DOCUMENT SECTION.

Thursday, October 27, 2011

Rio Celebrates Northern Location Opening


Rio Salado College will celebrate the opening of its Northern location on Wednesday, Nov. 9 at 8 a.m. The public is invited to attend the opening of the newly renovated facility which will serve as a regional support center at 1715 W. Northern Avenue in Phoenix. The celebration will include a program, a ceremonial ribbon cutting and tours of the facility.

"We are pleased to provide expanded access to Adult Basic Education and college education opportunities at this Rio location,” said Dr. Chris Bustamante, president of Rio Salado College. “Education provides an opportunity for personal and professional growth and will be a benefit to this surrounding community."

Essential student services such as academic advising, computer labs, a testing center and tutoring are available at the site for Rio’s online learners. Prospective students will be able to take college placement tests here. In person Adult Basic Education (ABE) classes including GED and English Language Acquisition for Adults (ELAA) are also available.

DATA SHOWN.
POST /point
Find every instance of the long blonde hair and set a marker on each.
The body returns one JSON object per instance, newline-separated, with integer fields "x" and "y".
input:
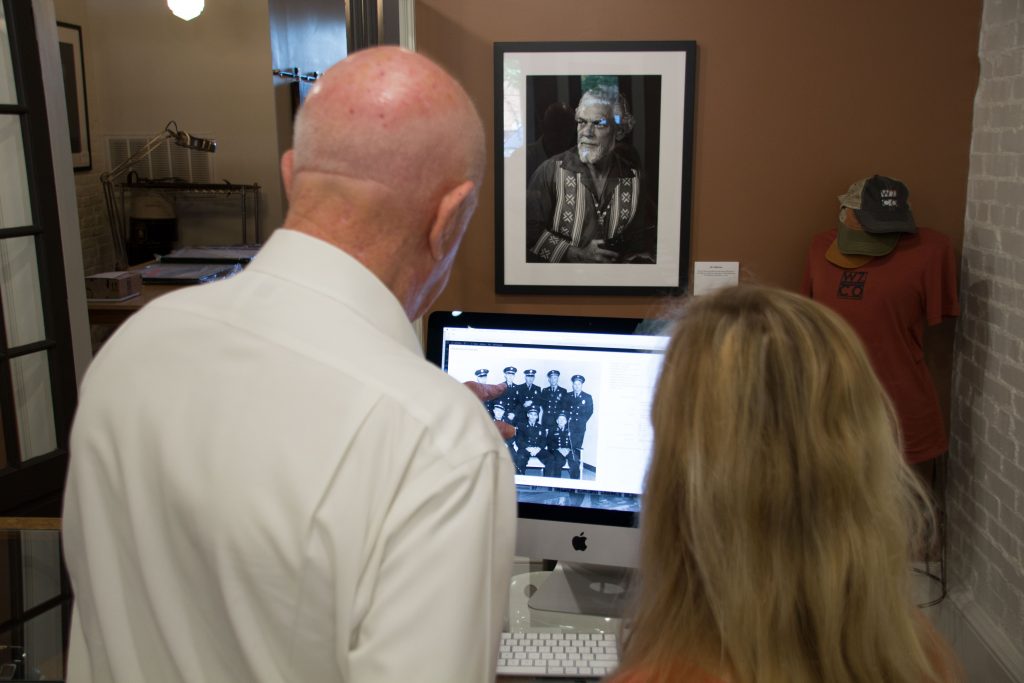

TO DO.
1. Print the stretch of the Northern location announcement above from "Rio Salado College will" through "of the facility.".
2. Summarize the Northern location announcement in two sentences.
3. According to the Northern location announcement, who is the president of Rio Salado College?

OUTPUTS IN ORDER.
1.
Rio Salado College will celebrate the opening of its Northern location on Wednesday, Nov. 9 at 8 a.m. The public is invited to attend the opening of the newly renovated facility which will serve as a regional support center at 1715 W. Northern Avenue in Phoenix. The celebration will include a program, a ceremonial ribbon cutting and tours of the facility.

2. Rio Salado College will celebrate the opening of its newly renovated Northern location, a regional support center at 1715 W. Northern Avenue in Phoenix, on Wednesday, Nov. 9 at 8 a.m., with a program, a ceremonial ribbon cutting and tours that are open to the public. The site offers online learners academic advising, computer labs, a testing center and tutoring, and it also hosts college placement tests and in-person Adult Basic Education classes, including GED and English Language Acquisition for Adults.

3. Dr. Chris Bustamante.